= Stanley Temple =

American avian ecologist and wildlife biologist

Stanley A. "Stan" Temple is an American avian ecologist and wildlife biologist. He is the Beers-Bascom Professor in Conservation, Professor of Wildlife Ecology and Professor of Environmental Studies at the University of Wisconsin–Madison. He graduated from Cornell University in 1968 with a B.S. in biological sciences, 1970 with an M.S. in ecology, and 1972 with a Ph.D. in ecology and evolutionary biology.
Temple has made important contributions to the study of peregrine falcons, whooping cranes, trumpeter swans, Andean condors, hook-billed kites, Mauritius kestrels, Seychelles kestrels, Puerto Rican amazons, Mauritius parakeets, tooth-billed pigeons, Hawaiian crows, loggerhead shrikes, and dickcissels. He has also worked on the responses of wildlife to habitat fragmentation, human impacts on wildlife populations and the ecology of avian predators. He is the author of many books and scholarly articles including Wisconsin Birds: A Seasonal and Geographical Guide (ISBN 0-299-15224-3), Endangered Birds (ISBN 0-85664-831-0), Bird Conservation (ISBN 0-299-08980-0) and Endangered birds: Management techniques for preserving threatened species (ISBN 0-299-07520-6).

In 1995 he was elected a fellow of the American Association for the Advancement of Science. In 2020 he was inducted into the Wisconsin Conservation Hall of Fame.

- [Task item] Write out the part of the Stanley Temple text starting at "Temple has made" and ending at "species (ISBN 0-299-07520-6).".

- [Data extracts]
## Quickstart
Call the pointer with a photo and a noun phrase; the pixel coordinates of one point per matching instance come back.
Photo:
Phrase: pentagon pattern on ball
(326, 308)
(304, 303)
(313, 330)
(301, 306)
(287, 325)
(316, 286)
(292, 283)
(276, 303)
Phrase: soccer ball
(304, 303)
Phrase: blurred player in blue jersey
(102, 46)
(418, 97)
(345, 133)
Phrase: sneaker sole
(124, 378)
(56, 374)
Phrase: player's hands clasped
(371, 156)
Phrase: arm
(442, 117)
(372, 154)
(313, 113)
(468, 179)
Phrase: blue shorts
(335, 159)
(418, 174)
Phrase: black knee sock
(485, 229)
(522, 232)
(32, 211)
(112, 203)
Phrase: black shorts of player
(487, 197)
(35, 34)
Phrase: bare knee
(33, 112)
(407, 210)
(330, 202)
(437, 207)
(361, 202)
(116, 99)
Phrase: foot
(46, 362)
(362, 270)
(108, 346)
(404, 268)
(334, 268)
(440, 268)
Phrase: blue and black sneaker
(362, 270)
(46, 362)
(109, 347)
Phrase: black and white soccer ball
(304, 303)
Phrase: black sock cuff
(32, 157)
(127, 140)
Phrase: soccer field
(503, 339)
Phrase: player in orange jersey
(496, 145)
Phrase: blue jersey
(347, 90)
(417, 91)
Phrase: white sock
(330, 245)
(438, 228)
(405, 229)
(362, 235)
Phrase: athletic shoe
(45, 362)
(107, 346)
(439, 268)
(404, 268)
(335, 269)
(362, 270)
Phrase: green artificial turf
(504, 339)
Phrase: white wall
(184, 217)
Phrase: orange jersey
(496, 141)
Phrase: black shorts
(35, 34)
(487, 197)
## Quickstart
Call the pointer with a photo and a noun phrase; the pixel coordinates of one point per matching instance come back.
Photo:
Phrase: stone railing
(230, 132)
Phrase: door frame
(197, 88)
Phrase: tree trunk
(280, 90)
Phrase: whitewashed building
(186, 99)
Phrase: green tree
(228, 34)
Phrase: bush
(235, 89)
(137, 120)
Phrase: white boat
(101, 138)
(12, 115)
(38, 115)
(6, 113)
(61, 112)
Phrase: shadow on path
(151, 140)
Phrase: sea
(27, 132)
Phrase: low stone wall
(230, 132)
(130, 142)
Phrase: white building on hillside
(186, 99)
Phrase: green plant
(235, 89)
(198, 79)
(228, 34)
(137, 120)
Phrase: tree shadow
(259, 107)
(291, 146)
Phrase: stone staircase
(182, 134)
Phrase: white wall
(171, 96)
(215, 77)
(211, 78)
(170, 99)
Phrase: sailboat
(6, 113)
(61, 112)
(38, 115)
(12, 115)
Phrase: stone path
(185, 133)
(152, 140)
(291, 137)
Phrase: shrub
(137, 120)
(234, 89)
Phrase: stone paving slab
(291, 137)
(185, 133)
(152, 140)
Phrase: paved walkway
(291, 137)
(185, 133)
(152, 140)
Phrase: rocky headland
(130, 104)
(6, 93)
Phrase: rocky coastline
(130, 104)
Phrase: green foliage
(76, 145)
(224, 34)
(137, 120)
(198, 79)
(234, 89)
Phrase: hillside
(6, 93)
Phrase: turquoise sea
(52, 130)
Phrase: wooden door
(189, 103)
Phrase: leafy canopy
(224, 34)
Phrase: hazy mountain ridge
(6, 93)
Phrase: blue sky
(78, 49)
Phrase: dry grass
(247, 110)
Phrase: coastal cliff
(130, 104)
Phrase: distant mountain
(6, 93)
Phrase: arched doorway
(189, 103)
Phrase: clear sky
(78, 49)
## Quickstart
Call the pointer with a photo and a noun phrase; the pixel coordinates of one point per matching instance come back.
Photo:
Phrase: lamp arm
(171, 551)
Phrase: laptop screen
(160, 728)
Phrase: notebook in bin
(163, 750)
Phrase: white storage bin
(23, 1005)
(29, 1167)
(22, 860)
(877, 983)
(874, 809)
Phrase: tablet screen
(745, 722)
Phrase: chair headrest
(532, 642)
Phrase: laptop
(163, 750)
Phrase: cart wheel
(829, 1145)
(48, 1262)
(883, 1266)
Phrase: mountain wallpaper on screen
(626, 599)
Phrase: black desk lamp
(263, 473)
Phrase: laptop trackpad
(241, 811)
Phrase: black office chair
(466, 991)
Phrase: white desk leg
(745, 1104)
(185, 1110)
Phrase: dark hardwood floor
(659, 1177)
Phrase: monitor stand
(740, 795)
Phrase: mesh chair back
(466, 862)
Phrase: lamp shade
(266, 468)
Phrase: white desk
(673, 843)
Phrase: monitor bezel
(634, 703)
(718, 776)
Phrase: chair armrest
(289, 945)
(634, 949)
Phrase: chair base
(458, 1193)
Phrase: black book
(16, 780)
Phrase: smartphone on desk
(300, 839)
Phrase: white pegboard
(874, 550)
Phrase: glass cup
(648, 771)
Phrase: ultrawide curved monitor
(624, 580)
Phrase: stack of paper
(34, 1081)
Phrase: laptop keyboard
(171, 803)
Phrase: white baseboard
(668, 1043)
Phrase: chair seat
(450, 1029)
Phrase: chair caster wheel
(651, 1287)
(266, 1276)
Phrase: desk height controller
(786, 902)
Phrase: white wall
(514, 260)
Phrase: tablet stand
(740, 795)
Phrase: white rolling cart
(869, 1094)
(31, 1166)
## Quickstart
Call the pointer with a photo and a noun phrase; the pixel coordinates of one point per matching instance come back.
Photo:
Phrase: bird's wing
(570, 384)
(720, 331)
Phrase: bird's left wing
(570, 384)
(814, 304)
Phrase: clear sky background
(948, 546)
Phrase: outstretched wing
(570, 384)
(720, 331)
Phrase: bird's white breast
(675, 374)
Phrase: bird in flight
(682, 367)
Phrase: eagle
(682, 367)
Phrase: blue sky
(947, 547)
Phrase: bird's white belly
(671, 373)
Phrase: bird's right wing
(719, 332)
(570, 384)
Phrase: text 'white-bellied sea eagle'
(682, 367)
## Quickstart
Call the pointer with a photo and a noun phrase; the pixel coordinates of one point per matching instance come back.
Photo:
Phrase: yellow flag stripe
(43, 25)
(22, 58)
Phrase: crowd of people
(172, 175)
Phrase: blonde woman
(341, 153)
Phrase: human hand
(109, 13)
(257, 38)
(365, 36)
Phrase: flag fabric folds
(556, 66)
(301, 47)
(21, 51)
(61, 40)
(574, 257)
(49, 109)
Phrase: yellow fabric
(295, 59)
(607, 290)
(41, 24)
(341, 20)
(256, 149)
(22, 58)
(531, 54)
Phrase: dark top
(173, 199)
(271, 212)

- [Reply]
Temple has made important contributions to the study of peregrine falcons, whooping cranes, trumpeter swans, Andean condors, hook-billed kites, Mauritius kestrels, Seychelles kestrels, Puerto Rican amazons, Mauritius parakeets, tooth-billed pigeons, Hawaiian crows, loggerhead shrikes, and dickcissels. He has also worked on the responses of wildlife to habitat fragmentation, human impacts on wildlife populations and the ecology of avian predators. He is the author of many books and scholarly articles including Wisconsin Birds: A Seasonal and Geographical Guide (ISBN 0-299-15224-3), Endangered Birds (ISBN 0-85664-831-0), Bird Conservation (ISBN 0-299-08980-0) and Endangered birds: Management techniques for preserving threatened species (ISBN 0-299-07520-6).